▶ [Stated problem A] In the action recognition passage below, rewrite the part starting at "We substitute this" and ending at "recognized action class.", putting "direct approach" wherever "direct technique" appears.
+++ Source text
We substitute this TS-LSTM technique for the primary three-stream structure technique. The direct technique uses LSTM to represent each chunk typically, performs a recognition for each, and then sums the recognition results of all the fragments. The TS-LSTM technique, unlike the direct technique, uses all the video space for recognition, which will improve system performance. Due to the temporal pooling in each chunk, the total computations for recognizing a video are also reduced.

The results of the three introduced streams are merged to recognize the input video action class. The integration is as follows: A score is given to each class by a dense network in each stream. The total score of each class is calculated by summation of its scores in three streams. The class with the highest score is the recognized action class.

3.3. Initialization of new Classifiers

Creating a new model (student model) for incremental learning is done by sharing the teacher model and adding new classifiers related to new classes. The initialization of the weights of these new classifiers is usually done randomly. Thus, in the created student model, the weights of the new classifiers are without any initial training, while the previous classifiers are fully trained. To solve this imbalance, initializing the weights of the new classifiers with the previous weights can be helpful. The use of previous weighted averages to initialize new classifiers is proposed to reduce the learning time in the continuous training of categories for the open-set problems [6]. This work is not intended for class-incremental learning without the previous data and only makes learning the new model faster with more classes. Due to the nature of human action, which can consist of several subactions, using the information in the previous classifiers to initialize the new classifiers makes it easier to train and converge them.
++++++
▶ [Stated problem B] List every line of the records below that contains the string "lamp", and treat case as significant.
+++ Provided data
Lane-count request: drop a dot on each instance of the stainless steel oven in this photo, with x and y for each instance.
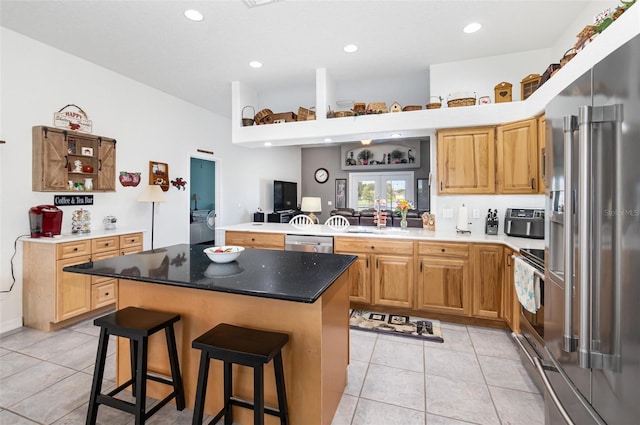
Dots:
(530, 340)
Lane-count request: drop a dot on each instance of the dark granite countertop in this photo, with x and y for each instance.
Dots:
(286, 275)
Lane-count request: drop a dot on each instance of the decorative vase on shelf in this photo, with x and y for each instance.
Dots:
(403, 221)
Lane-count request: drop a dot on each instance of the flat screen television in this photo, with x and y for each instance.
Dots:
(285, 195)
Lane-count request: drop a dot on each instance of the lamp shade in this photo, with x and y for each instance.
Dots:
(152, 193)
(311, 204)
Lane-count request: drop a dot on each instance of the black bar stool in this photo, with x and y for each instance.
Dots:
(137, 325)
(247, 347)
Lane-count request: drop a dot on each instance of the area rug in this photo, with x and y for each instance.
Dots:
(396, 324)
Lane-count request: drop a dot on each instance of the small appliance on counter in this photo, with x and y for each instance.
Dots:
(45, 220)
(81, 221)
(491, 225)
(524, 222)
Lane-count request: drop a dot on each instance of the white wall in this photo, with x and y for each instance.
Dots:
(36, 81)
(483, 74)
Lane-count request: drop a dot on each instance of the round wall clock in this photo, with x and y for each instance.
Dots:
(321, 175)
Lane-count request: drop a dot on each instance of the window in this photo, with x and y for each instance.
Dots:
(365, 188)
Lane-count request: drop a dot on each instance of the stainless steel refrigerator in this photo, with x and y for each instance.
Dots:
(591, 367)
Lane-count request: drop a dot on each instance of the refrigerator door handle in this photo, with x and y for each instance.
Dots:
(610, 114)
(584, 233)
(569, 340)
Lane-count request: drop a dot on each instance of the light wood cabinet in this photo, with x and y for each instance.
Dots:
(384, 272)
(510, 304)
(443, 278)
(55, 152)
(466, 160)
(517, 157)
(487, 280)
(52, 298)
(255, 239)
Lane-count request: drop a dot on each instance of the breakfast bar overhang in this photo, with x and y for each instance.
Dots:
(305, 295)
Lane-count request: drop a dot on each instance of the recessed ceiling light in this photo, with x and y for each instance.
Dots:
(350, 48)
(193, 15)
(473, 27)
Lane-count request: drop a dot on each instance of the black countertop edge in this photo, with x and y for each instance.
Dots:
(284, 275)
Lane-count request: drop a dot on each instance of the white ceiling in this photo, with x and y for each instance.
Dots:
(152, 42)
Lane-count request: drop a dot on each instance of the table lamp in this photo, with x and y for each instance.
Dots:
(152, 193)
(310, 205)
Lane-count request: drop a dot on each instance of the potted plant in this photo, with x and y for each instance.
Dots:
(365, 155)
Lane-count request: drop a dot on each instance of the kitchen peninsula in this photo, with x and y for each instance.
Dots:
(302, 294)
(464, 278)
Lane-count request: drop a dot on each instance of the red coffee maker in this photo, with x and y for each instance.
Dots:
(45, 220)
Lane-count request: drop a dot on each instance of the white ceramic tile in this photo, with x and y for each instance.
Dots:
(345, 410)
(401, 339)
(390, 385)
(461, 400)
(78, 358)
(8, 418)
(453, 364)
(56, 401)
(23, 337)
(370, 412)
(495, 343)
(506, 373)
(30, 381)
(441, 420)
(454, 339)
(355, 377)
(361, 347)
(398, 353)
(361, 333)
(64, 342)
(518, 407)
(15, 362)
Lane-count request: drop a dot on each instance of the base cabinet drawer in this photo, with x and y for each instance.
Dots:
(103, 294)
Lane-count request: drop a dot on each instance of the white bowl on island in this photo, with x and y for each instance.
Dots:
(223, 254)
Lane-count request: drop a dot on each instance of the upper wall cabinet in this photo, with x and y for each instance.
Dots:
(424, 122)
(466, 160)
(483, 160)
(68, 160)
(517, 157)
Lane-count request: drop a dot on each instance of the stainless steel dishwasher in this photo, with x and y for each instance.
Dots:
(308, 243)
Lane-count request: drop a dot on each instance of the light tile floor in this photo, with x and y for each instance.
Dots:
(474, 377)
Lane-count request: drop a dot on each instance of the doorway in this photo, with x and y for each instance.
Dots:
(202, 201)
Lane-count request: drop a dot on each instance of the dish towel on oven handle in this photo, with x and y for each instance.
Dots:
(527, 285)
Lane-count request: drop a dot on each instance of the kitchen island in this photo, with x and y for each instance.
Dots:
(305, 295)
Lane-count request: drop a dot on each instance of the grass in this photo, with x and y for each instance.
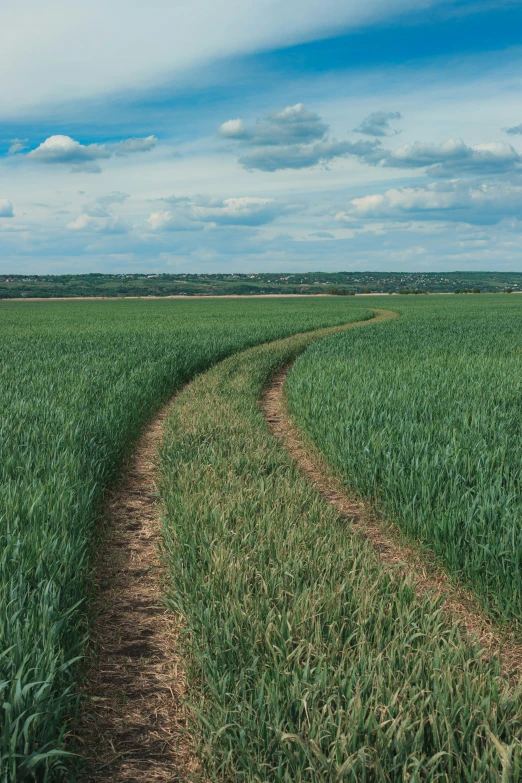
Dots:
(423, 417)
(77, 382)
(307, 662)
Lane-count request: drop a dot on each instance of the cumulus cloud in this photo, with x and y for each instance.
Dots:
(234, 129)
(99, 225)
(515, 130)
(98, 216)
(191, 214)
(167, 220)
(17, 145)
(300, 156)
(293, 125)
(455, 201)
(294, 138)
(378, 123)
(100, 206)
(83, 157)
(6, 208)
(455, 157)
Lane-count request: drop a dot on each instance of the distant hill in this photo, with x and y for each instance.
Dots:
(24, 286)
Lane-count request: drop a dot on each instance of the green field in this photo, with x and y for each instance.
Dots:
(77, 382)
(423, 416)
(306, 660)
++++++
▶ [Response A]
We substitute this TS-LSTM technique for the primary three-stream structure technique. The direct approach uses LSTM to represent each chunk typically, performs a recognition for each, and then sums the recognition results of all the fragments. The TS-LSTM technique, unlike the direct approach, uses all the video space for recognition, which will improve system performance. Due to the temporal pooling in each chunk, the total computations for recognizing a video are also reduced.

The results of the three introduced streams are merged to recognize the input video action class. The integration is as follows: A score is given to each class by a dense network in each stream. The total score of each class is calculated by summation of its scores in three streams. The class with the highest score is the recognized action class.

▶ [Response B]
Lane-count request: drop a dot on each instance of the lamp shade in this photo, with x and y for each instance.
Lane-count request: drop a dot on each instance of the table lamp in this photo, with x and y for each instance.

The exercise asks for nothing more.